## EXERCISE AIM
Go to the line containing "Target: black baton" in the records below and print it and every following line exactly, on through the line containing "One point belongs to each instance of the body", then stop.

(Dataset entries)
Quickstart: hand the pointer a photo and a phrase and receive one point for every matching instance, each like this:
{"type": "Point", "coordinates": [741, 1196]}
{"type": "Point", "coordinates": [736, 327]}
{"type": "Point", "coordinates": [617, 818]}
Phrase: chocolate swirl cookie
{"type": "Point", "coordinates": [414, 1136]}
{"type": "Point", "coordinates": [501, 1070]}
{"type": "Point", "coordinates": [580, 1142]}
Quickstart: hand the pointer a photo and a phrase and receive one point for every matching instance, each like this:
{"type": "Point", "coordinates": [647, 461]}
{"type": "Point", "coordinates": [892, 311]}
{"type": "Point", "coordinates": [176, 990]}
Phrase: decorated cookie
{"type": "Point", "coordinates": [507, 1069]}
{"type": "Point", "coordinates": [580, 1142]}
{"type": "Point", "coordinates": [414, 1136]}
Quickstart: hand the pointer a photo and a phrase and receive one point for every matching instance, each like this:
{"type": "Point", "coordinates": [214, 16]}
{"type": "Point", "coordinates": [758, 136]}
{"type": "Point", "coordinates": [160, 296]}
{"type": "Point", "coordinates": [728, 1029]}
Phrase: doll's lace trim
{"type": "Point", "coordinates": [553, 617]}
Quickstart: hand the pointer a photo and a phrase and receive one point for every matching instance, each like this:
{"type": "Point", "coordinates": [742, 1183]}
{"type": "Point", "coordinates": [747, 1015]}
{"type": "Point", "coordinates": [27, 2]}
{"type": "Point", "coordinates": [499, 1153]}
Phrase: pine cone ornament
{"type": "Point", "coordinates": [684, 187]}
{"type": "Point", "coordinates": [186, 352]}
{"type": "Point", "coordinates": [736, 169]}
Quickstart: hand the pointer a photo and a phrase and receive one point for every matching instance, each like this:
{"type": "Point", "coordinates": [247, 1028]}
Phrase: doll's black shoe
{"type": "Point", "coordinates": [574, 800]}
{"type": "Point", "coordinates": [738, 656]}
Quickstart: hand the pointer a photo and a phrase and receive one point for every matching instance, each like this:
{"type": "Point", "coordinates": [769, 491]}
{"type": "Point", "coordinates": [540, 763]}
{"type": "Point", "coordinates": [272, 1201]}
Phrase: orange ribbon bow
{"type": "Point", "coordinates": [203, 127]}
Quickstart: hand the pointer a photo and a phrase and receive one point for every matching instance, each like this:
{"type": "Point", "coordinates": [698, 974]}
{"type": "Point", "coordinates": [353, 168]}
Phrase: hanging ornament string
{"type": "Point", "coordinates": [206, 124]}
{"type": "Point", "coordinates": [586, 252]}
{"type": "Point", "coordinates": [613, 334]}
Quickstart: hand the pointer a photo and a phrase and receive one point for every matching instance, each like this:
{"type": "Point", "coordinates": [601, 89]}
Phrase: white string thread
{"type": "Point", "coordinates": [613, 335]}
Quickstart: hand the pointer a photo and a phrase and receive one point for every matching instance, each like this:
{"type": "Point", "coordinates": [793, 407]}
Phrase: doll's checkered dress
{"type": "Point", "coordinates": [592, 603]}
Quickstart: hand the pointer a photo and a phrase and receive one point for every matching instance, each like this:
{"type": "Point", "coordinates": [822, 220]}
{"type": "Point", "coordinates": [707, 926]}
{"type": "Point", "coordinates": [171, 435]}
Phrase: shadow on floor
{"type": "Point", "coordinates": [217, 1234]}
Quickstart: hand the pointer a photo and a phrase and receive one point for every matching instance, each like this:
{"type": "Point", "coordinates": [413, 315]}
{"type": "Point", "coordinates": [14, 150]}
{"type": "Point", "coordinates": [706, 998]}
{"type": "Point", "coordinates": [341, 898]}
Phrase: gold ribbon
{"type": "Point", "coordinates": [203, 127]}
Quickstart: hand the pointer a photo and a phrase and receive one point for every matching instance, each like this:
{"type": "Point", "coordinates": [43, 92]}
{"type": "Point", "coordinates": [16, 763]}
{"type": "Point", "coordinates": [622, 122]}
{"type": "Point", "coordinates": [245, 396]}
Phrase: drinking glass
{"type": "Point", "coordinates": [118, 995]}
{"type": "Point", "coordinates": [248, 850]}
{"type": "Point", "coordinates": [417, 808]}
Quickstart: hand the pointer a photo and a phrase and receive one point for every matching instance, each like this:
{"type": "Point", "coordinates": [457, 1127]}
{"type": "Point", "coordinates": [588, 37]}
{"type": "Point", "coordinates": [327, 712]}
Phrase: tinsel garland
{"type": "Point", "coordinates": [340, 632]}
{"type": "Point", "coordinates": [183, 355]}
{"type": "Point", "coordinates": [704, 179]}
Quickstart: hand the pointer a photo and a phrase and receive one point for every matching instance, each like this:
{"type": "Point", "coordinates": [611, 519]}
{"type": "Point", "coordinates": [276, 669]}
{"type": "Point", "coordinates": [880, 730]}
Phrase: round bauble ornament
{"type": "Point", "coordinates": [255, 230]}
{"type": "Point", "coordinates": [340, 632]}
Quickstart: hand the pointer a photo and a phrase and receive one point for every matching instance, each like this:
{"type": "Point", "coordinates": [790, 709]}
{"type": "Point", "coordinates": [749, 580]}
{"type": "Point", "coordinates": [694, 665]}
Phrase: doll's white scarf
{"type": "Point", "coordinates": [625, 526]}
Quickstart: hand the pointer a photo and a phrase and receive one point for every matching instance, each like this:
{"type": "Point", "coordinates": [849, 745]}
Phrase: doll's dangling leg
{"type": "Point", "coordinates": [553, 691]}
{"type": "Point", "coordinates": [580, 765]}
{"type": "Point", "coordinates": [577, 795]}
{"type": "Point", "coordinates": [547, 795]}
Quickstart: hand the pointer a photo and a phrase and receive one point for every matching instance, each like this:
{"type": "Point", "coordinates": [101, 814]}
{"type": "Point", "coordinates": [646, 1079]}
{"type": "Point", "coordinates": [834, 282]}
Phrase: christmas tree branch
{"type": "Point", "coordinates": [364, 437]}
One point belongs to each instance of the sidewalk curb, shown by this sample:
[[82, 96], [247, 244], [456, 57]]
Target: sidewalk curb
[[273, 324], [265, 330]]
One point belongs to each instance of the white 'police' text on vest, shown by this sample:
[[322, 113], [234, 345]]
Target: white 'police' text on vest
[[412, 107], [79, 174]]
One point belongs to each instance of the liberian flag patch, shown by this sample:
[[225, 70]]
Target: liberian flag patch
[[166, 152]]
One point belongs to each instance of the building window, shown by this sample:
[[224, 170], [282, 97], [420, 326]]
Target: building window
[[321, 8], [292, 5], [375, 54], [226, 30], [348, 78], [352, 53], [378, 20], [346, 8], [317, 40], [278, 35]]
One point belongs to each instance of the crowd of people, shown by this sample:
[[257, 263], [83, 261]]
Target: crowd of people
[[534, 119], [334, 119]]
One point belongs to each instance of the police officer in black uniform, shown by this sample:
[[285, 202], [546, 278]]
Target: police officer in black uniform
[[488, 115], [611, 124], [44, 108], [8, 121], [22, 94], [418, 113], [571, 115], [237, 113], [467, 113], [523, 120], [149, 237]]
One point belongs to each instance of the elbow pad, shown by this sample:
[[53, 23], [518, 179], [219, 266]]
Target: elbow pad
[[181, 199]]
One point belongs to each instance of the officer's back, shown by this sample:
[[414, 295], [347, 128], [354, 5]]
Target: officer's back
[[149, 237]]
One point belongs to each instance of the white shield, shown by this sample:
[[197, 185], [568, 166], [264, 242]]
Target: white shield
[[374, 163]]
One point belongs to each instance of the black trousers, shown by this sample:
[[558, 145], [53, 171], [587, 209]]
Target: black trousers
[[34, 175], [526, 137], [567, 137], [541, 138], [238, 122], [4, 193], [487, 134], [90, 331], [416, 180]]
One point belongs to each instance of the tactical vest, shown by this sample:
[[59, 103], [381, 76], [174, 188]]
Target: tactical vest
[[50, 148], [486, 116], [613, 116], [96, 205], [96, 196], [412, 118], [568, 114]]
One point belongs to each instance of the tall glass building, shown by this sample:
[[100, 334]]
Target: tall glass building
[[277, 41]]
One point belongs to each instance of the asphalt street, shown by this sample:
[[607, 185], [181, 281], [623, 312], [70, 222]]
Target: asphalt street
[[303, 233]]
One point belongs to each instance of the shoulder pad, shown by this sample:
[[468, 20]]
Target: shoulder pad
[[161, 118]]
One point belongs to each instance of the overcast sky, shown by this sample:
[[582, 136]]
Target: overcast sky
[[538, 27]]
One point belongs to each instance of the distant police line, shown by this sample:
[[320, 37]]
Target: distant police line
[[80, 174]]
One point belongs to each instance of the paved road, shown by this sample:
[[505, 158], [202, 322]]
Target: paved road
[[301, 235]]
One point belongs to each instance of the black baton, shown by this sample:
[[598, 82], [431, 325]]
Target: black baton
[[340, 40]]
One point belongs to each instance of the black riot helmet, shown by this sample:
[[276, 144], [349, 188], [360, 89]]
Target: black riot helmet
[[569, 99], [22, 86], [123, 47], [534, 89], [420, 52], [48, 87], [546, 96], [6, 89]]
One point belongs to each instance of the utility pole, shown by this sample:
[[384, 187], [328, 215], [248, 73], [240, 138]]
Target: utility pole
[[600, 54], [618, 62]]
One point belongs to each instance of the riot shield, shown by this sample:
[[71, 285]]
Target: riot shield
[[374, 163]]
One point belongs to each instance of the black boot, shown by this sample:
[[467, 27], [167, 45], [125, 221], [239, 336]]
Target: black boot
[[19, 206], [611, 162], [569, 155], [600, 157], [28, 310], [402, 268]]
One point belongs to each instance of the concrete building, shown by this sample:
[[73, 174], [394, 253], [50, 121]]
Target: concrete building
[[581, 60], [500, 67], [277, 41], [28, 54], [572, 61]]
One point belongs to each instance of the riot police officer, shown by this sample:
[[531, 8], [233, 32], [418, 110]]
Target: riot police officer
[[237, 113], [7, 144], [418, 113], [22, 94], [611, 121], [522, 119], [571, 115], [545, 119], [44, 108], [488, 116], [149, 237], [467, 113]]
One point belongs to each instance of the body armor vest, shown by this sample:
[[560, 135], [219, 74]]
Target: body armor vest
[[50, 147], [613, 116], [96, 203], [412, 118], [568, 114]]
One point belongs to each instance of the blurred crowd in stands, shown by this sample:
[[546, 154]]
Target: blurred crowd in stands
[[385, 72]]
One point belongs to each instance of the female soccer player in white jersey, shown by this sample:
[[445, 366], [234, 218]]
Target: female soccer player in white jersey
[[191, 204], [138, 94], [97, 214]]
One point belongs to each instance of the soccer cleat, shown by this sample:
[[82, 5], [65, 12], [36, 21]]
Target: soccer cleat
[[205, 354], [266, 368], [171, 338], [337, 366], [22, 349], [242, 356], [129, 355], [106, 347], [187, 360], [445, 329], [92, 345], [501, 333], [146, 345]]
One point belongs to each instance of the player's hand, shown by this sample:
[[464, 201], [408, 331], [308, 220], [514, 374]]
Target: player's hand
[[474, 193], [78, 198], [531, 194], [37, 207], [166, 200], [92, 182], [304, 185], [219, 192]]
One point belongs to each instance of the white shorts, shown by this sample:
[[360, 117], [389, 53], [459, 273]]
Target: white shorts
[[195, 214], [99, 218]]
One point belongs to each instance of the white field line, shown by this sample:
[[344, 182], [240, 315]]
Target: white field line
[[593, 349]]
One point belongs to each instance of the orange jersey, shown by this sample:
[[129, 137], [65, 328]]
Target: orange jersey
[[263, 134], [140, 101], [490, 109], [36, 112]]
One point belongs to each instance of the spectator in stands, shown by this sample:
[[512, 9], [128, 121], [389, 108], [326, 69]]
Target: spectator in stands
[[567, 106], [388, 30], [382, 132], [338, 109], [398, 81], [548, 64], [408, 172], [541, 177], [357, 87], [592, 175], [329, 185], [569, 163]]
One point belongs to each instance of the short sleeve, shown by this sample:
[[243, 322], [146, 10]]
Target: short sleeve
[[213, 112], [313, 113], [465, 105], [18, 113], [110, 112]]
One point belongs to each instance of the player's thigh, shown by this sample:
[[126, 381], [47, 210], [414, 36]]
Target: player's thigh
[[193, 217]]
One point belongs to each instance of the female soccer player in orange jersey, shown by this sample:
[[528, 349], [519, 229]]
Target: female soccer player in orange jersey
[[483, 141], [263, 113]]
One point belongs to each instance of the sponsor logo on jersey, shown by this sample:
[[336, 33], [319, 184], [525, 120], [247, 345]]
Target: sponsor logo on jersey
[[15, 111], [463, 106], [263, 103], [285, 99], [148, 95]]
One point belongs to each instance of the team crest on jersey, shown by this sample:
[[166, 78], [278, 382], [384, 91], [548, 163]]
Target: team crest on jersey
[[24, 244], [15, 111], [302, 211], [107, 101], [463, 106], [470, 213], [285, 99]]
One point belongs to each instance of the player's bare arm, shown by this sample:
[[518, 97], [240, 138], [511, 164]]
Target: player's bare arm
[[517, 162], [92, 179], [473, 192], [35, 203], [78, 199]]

## EXERCISE RESPONSE
Target: black baton
[[340, 40]]
One point belongs to each instance of the black riot helmet, shown by this sample:
[[276, 144], [349, 188], [360, 89]]
Target: black riot helmet
[[569, 99], [22, 86], [123, 47], [534, 89], [420, 52], [48, 87], [546, 96], [6, 89]]
One point belongs to each instance of the utility pole, shown by this sample:
[[384, 187], [328, 215], [248, 73], [240, 138]]
Target: utility pole
[[600, 54], [618, 62]]
One point belongs to each instance of the riot shield, shown by this sample:
[[71, 285]]
Target: riot shield
[[374, 163]]
One point belongs to each instance of the black boot, shown by this sample:
[[467, 27], [167, 45], [125, 221], [239, 336]]
Target: black boot
[[19, 206], [611, 162], [569, 155], [600, 157], [28, 310], [402, 268]]
One point belongs to each instance of the concrete building, shown by this sample:
[[73, 174], [394, 253], [50, 121]]
Target: concrete building
[[581, 60], [500, 67], [277, 41], [28, 54], [572, 61]]
One point belongs to each instance of the riot police officer, shown by this sample:
[[531, 8], [233, 32], [418, 110]]
Target: riot police officer
[[237, 113], [7, 144], [418, 113], [22, 94], [611, 121], [522, 119], [571, 115], [545, 119], [44, 108], [488, 116], [149, 237], [467, 113]]
One point belongs to each instance of the body armor vest, shown by this sample:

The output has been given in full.